-- begin --
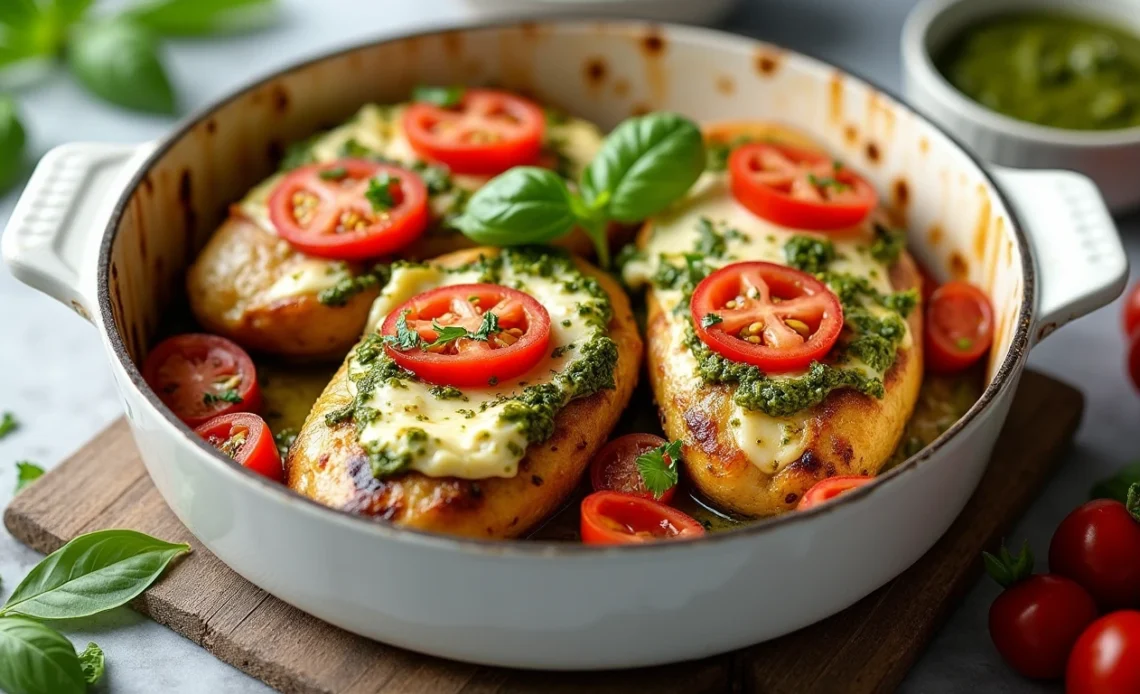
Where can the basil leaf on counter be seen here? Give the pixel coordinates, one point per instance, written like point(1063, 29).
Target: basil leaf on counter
point(197, 17)
point(92, 573)
point(119, 60)
point(523, 205)
point(92, 663)
point(35, 659)
point(13, 139)
point(643, 165)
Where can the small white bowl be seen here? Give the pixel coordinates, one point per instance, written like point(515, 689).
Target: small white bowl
point(1109, 157)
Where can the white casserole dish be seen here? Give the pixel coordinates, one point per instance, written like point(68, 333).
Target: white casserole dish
point(108, 229)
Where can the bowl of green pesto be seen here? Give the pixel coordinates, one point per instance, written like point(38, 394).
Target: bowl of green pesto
point(1034, 83)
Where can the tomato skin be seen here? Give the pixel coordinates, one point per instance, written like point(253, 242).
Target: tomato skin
point(259, 452)
point(182, 368)
point(787, 197)
point(609, 517)
point(1034, 623)
point(804, 296)
point(959, 327)
point(824, 490)
point(516, 141)
point(1098, 546)
point(1106, 659)
point(615, 467)
point(475, 368)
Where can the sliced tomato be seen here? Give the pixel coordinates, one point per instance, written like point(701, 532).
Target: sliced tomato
point(766, 315)
point(520, 342)
point(615, 467)
point(487, 132)
point(611, 517)
point(326, 210)
point(959, 327)
point(201, 376)
point(798, 188)
point(824, 490)
point(245, 438)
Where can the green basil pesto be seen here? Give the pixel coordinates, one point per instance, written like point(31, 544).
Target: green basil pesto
point(1051, 70)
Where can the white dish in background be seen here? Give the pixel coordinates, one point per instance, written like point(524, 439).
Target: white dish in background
point(1109, 157)
point(684, 11)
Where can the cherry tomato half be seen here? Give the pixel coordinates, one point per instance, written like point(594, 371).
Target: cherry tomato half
point(349, 209)
point(245, 438)
point(1106, 659)
point(520, 342)
point(959, 327)
point(488, 132)
point(766, 315)
point(1098, 546)
point(1035, 621)
point(824, 490)
point(611, 517)
point(615, 467)
point(200, 376)
point(798, 188)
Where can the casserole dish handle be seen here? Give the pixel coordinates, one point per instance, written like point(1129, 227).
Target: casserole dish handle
point(51, 239)
point(1081, 264)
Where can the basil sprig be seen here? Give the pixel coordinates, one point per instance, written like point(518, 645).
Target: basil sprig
point(643, 165)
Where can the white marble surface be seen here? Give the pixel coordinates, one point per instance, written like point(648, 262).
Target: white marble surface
point(56, 380)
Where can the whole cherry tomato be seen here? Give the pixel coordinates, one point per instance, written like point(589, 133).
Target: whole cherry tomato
point(1037, 618)
point(1106, 659)
point(1098, 546)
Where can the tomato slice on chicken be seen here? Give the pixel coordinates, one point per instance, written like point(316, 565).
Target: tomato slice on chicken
point(959, 327)
point(487, 132)
point(245, 439)
point(349, 209)
point(469, 335)
point(611, 517)
point(824, 490)
point(766, 315)
point(200, 376)
point(615, 467)
point(798, 188)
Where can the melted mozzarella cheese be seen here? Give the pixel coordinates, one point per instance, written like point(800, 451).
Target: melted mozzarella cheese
point(768, 442)
point(466, 438)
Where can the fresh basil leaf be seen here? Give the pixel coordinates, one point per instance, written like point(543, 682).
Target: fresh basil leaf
point(13, 139)
point(35, 659)
point(119, 62)
point(523, 205)
point(644, 164)
point(197, 17)
point(92, 573)
point(92, 663)
point(26, 473)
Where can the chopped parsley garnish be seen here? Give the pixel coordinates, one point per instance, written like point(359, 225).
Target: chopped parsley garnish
point(445, 97)
point(380, 192)
point(659, 474)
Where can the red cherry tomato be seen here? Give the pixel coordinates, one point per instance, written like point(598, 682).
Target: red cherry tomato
point(766, 315)
point(611, 517)
point(1106, 659)
point(245, 438)
point(1132, 310)
point(1035, 621)
point(615, 467)
point(798, 188)
point(520, 342)
point(1098, 546)
point(959, 327)
point(200, 376)
point(488, 132)
point(349, 209)
point(824, 490)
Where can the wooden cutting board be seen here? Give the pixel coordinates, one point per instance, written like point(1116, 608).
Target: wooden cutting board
point(868, 647)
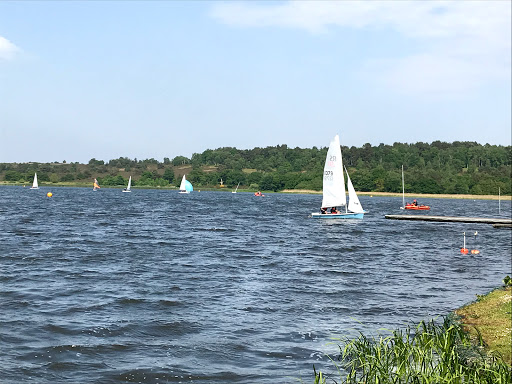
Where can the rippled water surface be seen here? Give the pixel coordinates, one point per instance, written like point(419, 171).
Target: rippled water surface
point(215, 287)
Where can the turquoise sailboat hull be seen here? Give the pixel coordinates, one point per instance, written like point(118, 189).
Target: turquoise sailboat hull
point(333, 216)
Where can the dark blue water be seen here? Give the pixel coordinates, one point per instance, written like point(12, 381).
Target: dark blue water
point(213, 287)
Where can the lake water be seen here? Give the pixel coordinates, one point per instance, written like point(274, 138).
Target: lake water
point(214, 287)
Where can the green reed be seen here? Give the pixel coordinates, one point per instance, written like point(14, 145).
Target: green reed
point(429, 353)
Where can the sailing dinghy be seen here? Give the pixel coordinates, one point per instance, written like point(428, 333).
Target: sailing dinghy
point(129, 187)
point(185, 186)
point(35, 185)
point(334, 188)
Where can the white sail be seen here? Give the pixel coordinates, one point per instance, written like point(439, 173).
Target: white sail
point(35, 185)
point(183, 185)
point(129, 187)
point(353, 201)
point(334, 181)
point(183, 182)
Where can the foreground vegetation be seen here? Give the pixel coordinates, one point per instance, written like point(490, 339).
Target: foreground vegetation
point(435, 353)
point(436, 168)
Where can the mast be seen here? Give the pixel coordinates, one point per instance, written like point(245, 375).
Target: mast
point(499, 200)
point(403, 187)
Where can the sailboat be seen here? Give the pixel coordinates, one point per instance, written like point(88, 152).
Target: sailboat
point(334, 194)
point(129, 187)
point(411, 206)
point(96, 186)
point(185, 186)
point(34, 183)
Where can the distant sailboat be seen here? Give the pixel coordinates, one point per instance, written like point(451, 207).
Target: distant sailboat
point(185, 186)
point(129, 187)
point(334, 194)
point(34, 184)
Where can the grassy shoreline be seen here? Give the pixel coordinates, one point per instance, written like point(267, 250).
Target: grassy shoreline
point(411, 195)
point(491, 315)
point(472, 345)
point(289, 191)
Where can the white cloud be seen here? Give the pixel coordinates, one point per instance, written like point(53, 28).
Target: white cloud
point(7, 49)
point(460, 45)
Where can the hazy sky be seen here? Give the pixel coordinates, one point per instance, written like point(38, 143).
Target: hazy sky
point(165, 78)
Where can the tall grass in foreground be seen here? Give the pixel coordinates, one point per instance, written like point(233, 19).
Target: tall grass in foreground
point(430, 353)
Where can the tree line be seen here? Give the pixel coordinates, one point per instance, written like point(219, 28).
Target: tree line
point(438, 167)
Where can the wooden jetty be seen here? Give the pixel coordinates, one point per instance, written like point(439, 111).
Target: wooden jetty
point(454, 219)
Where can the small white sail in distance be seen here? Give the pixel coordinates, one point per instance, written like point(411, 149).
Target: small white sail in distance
point(35, 185)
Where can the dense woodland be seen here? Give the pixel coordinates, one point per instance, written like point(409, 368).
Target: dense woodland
point(439, 167)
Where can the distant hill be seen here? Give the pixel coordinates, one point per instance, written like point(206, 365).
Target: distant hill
point(436, 168)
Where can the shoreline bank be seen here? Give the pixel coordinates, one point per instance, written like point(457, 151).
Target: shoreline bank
point(410, 195)
point(288, 191)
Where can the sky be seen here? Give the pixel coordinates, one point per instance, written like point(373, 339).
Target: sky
point(154, 79)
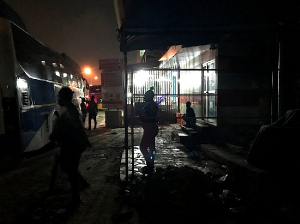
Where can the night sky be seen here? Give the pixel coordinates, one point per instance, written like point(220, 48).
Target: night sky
point(84, 30)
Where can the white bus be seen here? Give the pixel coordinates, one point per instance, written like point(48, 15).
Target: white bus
point(31, 74)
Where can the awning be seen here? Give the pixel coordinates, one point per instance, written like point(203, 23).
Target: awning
point(156, 24)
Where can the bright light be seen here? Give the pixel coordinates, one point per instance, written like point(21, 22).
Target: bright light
point(22, 84)
point(140, 78)
point(87, 71)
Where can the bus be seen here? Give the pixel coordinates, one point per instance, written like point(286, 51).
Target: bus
point(96, 91)
point(31, 75)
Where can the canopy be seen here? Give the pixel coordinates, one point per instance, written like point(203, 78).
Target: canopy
point(157, 24)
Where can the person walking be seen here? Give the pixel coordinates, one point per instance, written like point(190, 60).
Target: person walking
point(93, 110)
point(69, 133)
point(149, 124)
point(83, 110)
point(189, 117)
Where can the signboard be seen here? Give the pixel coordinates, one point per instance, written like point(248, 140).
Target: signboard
point(112, 89)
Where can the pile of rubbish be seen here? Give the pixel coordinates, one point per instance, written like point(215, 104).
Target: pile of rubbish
point(185, 195)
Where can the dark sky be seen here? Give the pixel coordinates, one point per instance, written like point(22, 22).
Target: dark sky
point(83, 29)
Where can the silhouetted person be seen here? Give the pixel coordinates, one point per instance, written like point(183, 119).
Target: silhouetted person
point(93, 110)
point(189, 117)
point(69, 133)
point(149, 124)
point(83, 110)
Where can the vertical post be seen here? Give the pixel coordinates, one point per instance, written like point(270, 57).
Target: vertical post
point(125, 108)
point(132, 123)
point(178, 86)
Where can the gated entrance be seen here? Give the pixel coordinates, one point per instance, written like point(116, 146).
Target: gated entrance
point(172, 89)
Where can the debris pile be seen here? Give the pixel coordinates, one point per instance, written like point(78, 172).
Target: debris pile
point(185, 195)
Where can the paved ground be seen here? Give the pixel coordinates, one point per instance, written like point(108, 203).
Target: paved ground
point(184, 189)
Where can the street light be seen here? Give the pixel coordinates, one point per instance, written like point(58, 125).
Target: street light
point(87, 70)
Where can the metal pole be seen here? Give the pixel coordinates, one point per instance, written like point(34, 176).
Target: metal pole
point(132, 123)
point(125, 109)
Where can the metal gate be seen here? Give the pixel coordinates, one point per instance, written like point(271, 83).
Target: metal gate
point(172, 89)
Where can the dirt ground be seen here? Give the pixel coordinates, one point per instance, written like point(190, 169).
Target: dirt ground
point(173, 194)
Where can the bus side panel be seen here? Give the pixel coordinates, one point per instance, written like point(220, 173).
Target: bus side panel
point(9, 118)
point(36, 118)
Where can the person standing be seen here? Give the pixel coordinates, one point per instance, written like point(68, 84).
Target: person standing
point(69, 133)
point(83, 110)
point(93, 110)
point(189, 117)
point(149, 124)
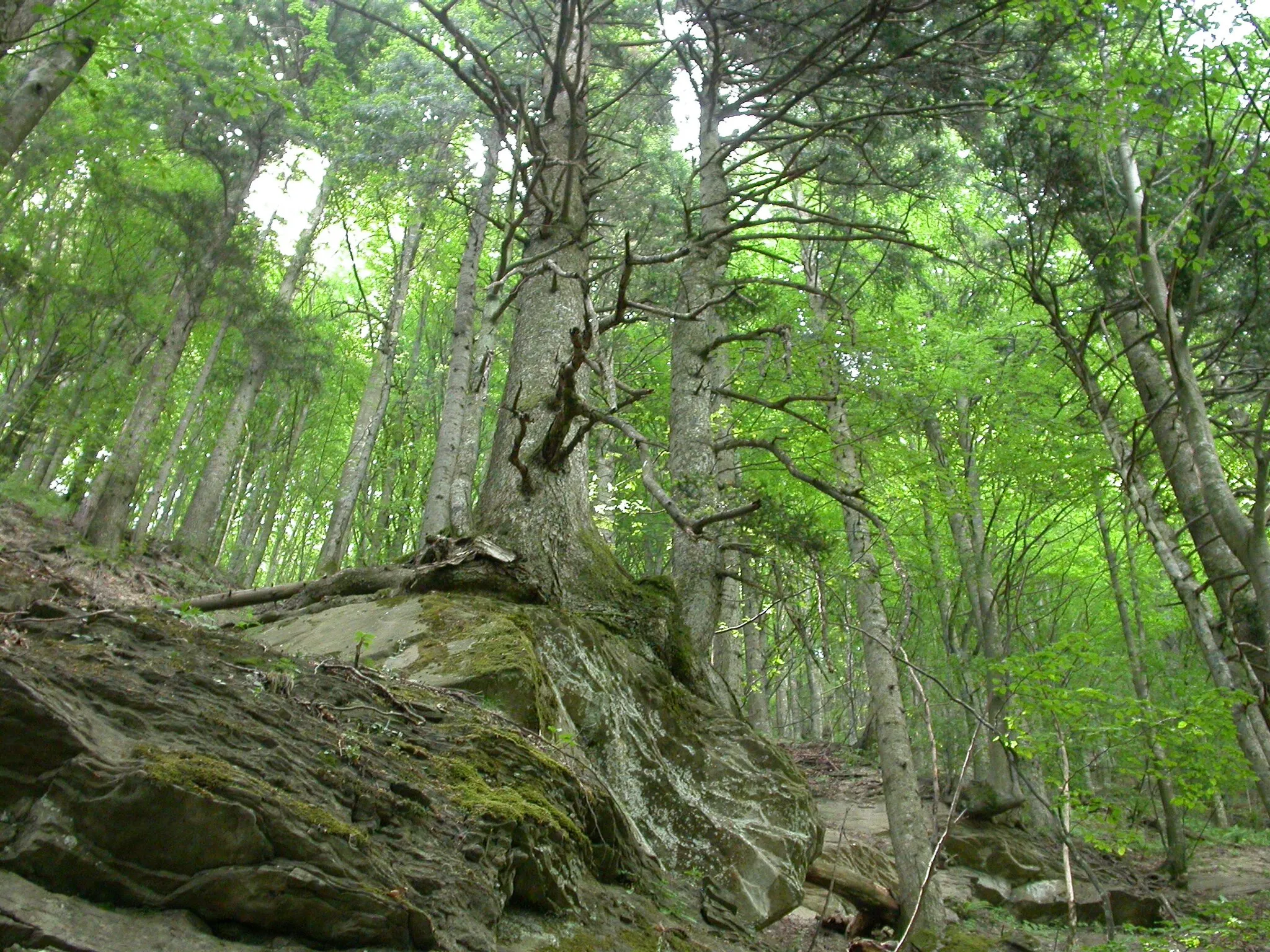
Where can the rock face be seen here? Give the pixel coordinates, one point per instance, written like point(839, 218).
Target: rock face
point(510, 762)
point(705, 792)
point(1024, 874)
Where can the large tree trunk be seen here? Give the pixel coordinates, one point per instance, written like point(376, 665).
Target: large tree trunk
point(197, 530)
point(437, 509)
point(469, 447)
point(1175, 834)
point(36, 86)
point(104, 514)
point(968, 539)
point(1250, 726)
point(17, 18)
point(370, 413)
point(178, 438)
point(535, 499)
point(304, 252)
point(1244, 536)
point(910, 834)
point(695, 560)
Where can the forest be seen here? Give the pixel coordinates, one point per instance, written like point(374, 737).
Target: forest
point(921, 345)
-- end --
■ Instructions to follow
Transcribe, without any alteration, the part of the data above that opens with the line containing "Where can the large" and closes with the line containing "point(910, 834)". Include both of those lines.

■ Result of the exercise
Where can the large tree trunk be seen here? Give the pixel coordinates, one point per instance, written like point(376, 665).
Target: large tree trunk
point(197, 530)
point(437, 509)
point(469, 447)
point(1175, 834)
point(36, 86)
point(104, 514)
point(968, 539)
point(1250, 726)
point(17, 18)
point(370, 413)
point(178, 438)
point(535, 499)
point(304, 252)
point(1244, 536)
point(910, 834)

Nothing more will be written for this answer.